### DOCUMENT EXCERPT
------

Zurita the poet began his journey during the infamous military coup of 11 September 1973 in Chile. Augusto Pinochet, the then commander-in-chief of the Chilean army, marched out on the streets to overthrow the ruling democratic party and establish dictatorship until 1990, murdering and torturing people on a mass scale. On the day of the coup, 22-year-old Zurita was arrested with 800 others, for studying in a leftist university. For six weeks they were crammed in a dingy room meant only for 100.
“It was my descent into hell. But I realized that what happened to me is nothing compared to what happened to thousands of my compatriots. It’s nothing compared to those being massacred in a bombing right now," says Zurita. “The end of the world is not something that will happen, it is something that happens in that minute when someone is killed or tortured. I decided that I would speak from there, from the horror of that world, not to stay in that horror, but to insist again and again that the human task is the construction of happiness, is the construction of beauty, and is the construction of the good."
When he was released from jail, an official tossed his file of poems, the one that had kept him sane in those difficult days, into the sea. Young Zurita was shocked and couldn’t write poems for the next year and a half.
But then it all came back. A couple of soldiers threw Zurita out of a public bus and beat him up. “When I was humiliated, I remembered the phrase from the Bible that said that if they hit you on one cheek, you offer another. I took a knife, heated it and burnt my cheek until it became red." In that moment, in a flash, Zurita remembered all the poems that had been thrown into the sea and published his first book of poetry, Purgatorio, in 1979.
Zurita is known for his extreme personal gestures, often masochistic. He once tried to throw acid in his eyes to stop seeing the torture and the suffering all around him.

------

### GIVEN DATA
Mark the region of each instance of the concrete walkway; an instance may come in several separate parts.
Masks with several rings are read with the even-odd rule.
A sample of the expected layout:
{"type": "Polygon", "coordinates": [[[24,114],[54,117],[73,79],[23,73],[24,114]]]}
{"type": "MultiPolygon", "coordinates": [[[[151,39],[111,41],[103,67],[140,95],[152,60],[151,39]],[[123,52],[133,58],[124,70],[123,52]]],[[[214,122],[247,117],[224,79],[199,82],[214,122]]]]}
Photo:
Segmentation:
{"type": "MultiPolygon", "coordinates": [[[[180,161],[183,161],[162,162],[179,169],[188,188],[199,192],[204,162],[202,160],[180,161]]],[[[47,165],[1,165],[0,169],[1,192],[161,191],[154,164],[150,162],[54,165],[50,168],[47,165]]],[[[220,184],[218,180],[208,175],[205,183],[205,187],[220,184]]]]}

------

### BRIEF
Return the passage above on the poet Zurita in full, word for word.

### EXPECTED ANSWER
Zurita the poet began his journey during the infamous military coup of 11 September 1973 in Chile. Augusto Pinochet, the then commander-in-chief of the Chilean army, marched out on the streets to overthrow the ruling democratic party and establish dictatorship until 1990, murdering and torturing people on a mass scale. On the day of the coup, 22-year-old Zurita was arrested with 800 others, for studying in a leftist university. For six weeks they were crammed in a dingy room meant only for 100.
“It was my descent into hell. But I realized that what happened to me is nothing compared to what happened to thousands of my compatriots. It’s nothing compared to those being massacred in a bombing right now," says Zurita. “The end of the world is not something that will happen, it is something that happens in that minute when someone is killed or tortured. I decided that I would speak from there, from the horror of that world, not to stay in that horror, but to insist again and again that the human task is the construction of happiness, is the construction of beauty, and is the construction of the good."
When he was released from jail, an official tossed his file of poems, the one that had kept him sane in those difficult days, into the sea. Young Zurita was shocked and couldn’t write poems for the next year and a half.
But then it all came back. A couple of soldiers threw Zurita out of a public bus and beat him up. “When I was humiliated, I remembered the phrase from the Bible that said that if they hit you on one cheek, you offer another. I took a knife, heated it and burnt my cheek until it became red." In that moment, in a flash, Zurita remembered all the poems that had been thrown into the sea and published his first book of poetry, Purgatorio, in 1979.
Zurita is known for his extreme personal gestures, often masochistic. He once tried to throw acid in his eyes to stop seeing the torture and the suffering all around him.